(Excerpts from point annotation data)
--- begin ---

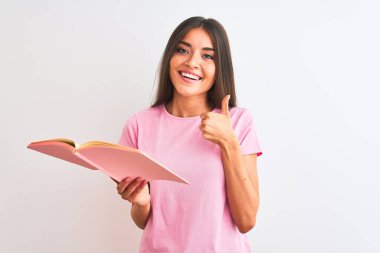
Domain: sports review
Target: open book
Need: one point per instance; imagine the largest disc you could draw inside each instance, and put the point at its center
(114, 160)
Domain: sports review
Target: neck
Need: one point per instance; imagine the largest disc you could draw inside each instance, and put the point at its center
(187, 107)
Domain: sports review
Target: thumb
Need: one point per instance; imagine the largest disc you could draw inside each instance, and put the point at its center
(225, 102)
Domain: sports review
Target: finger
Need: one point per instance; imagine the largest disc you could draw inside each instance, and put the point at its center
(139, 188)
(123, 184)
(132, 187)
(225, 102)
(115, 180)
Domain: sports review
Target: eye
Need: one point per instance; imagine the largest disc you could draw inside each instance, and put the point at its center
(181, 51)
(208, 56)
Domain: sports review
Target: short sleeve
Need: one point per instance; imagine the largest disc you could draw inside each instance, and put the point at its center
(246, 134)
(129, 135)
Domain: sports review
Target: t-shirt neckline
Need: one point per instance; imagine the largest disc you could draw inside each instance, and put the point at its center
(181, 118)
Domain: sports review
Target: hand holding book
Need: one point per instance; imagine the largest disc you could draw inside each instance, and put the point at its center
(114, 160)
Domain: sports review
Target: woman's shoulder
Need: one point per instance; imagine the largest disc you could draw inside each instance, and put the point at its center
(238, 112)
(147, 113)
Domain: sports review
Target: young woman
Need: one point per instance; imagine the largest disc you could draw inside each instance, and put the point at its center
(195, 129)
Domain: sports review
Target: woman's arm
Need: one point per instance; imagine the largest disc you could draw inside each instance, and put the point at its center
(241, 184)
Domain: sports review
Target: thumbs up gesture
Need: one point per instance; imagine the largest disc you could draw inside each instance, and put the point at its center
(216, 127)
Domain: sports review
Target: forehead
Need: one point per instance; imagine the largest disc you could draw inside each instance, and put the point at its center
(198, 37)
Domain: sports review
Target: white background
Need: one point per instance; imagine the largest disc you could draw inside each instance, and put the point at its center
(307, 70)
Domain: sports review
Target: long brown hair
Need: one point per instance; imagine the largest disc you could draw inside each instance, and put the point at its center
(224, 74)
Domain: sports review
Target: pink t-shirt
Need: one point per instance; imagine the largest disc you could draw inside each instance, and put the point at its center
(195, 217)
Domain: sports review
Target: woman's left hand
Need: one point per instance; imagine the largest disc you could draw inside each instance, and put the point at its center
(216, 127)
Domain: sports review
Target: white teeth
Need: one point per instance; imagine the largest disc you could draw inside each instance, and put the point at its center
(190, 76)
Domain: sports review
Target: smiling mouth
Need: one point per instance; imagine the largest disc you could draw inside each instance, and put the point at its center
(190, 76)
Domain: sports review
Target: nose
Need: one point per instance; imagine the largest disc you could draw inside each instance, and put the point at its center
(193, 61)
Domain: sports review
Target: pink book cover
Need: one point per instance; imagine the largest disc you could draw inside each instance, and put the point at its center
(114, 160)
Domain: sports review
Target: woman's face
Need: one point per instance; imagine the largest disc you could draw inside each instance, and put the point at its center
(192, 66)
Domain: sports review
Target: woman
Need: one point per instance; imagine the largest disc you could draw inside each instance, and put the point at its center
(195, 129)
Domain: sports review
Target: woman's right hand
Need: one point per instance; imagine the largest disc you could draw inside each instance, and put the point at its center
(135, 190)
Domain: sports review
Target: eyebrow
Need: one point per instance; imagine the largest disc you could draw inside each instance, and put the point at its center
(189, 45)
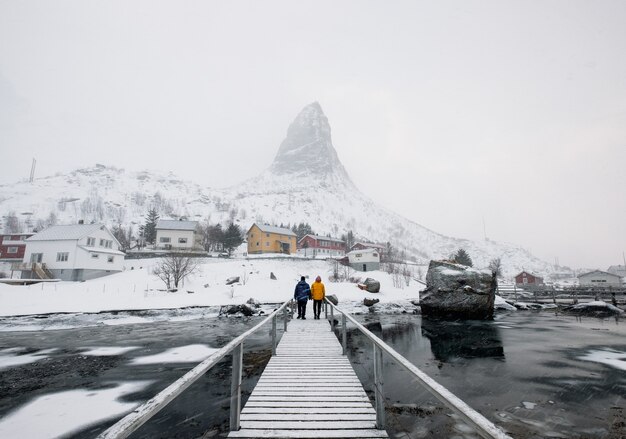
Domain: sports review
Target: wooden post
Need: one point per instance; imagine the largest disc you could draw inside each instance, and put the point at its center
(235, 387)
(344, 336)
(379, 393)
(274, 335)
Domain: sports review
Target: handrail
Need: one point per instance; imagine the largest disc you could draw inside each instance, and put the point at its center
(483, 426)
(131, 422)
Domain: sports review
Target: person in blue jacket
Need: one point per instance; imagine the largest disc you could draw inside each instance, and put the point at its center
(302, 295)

--- end ---

- Requirements
Copy out each line word for word, please, skipping the images.

- Response to the task
Domain: sports review
Target: open book
Need: one point per instance; imagine the largest disc you could draw inside each instance, and put the point at its center
(114, 160)
Domain: sports review
Target: neck
Need: one point per instance; imagine the largest disc you could draw inside each instance, and put the point at its center
(187, 107)
Domain: sports review
Target: thumb
Need: one point per instance; imagine the largest disc you could draw inside each instance, and put the point at its center
(225, 102)
Domain: sports review
Target: finger
Need: one point per instance; imagine the largest disc you could draw inside each instance, and put the point at its center
(139, 188)
(123, 184)
(132, 187)
(225, 102)
(115, 180)
Domain: sports review
Target: eye
Need: one point per instance; imagine the largest disc you could draw inside each instance, and put the point at its center
(181, 51)
(208, 56)
Domain: sports review
Target: short sleeve
Need: one point per instance; imagine the largest disc you could draw inside each instance, and put the point at its center
(246, 134)
(129, 135)
Domain: sports review
Target: t-shirt neckline
Need: one point per instance; imagine the largest disc you could draw inside each instance, and put the point at its center
(181, 118)
Domain: sports review
Target: hand holding book
Need: one point per instance; imagine the largest disc you could draw inside each instance, and put the point at its center
(114, 160)
Domain: sports review
Target: woman's shoulder
Need: one point per instance; imagine the largest disc you could draw inside each instance, and put the point at its center
(238, 112)
(147, 113)
Domain: sports review
Target: young woman
Need: one point per instance; imagine the largest disc you could draw inside each instance, and put the point at its center
(195, 129)
Domain: sports review
Target: woman's arm
Need: one point per instance; imagine the largest disc you could draw inside each instance, and put the point at its center
(241, 184)
Domain: sports review
Target: thumbs up gesture
Need: one point per instance; imagine the largest disc you could draw inside each instance, and put the point at its center
(216, 127)
Domain: sports review
Target: forehead
Need: one point per instance; imagine the largest disc you could draw inside each instance, and put the point at its center
(198, 37)
Domain: sports review
Target: white background
Need: one point per instance; imagine the largest disc you could draw inside each instance, and put the point at its center
(307, 70)
Domain: sports review
Target: long brown hair
Need: one point per instance; imagine the largest disc you could draw inside each instance, and put the point at its center
(224, 74)
Domain: sports review
Target: pink t-shirt
Need: one point per instance; imagine the largest disc you could draw inside each instance, and put the point at its center
(195, 217)
Domain: sports review
Target: woman's left hand
Need: one point per instance; imagine the largest disc you could draw inside each instance, and put the point at its center
(216, 127)
Domain: sports review
Target: white teeth
Need: one point per instance; imagine the largest disc you could draw inside each instance, and put the point at its center
(190, 76)
Domain: sports review
Target: smiling mouth
Need: one point per instance; imagine the largest disc you could draw inside each instance, and put the point at its center
(190, 76)
Domain: sports review
Target: nose
Need: one point per instance; imagine the largest disc you could draw inside each instance, and put the point at its center
(193, 61)
Domain: sports review
Target: pink book cover
Need: one point per instance; imagine the largest disc you could draw inside each instance, and put the point at its center
(114, 160)
Domain: sports review
Target: woman's face
Need: one point per instance; imagine the largest disc you could draw inside each instance, and put the point at its center
(192, 66)
Domain: sports review
Target: woman
Need: one point per instance; imagine the largest disc you could draw inside each instance, and put the point at its center
(195, 129)
Domain: sports review
Target: woman's right hand
Need: one point per instance; imagine the largest disc you could draw inside each instance, and put the point at its center
(135, 190)
Domain: sports review
Target: eyebrow
Need: one point per instance; imagine the largest disc you could draw inside each instance, and put the point at its center
(189, 45)
Domain: sports review
Target: wooden post
Need: one point per instance; imagine the largest disc you could draw inside each instance, and put the point at its center
(235, 387)
(344, 336)
(379, 393)
(274, 335)
Domain: sports review
Target: handrail
Need: one point per instance; imagine the largest disc you could draw inside each instance, and put the point at its center
(483, 426)
(131, 422)
Domain: sports review
Target: person in blue jacket
Need: one point per instance; imagine the largest disc you could draw inside each instance, and put the point at its center
(302, 295)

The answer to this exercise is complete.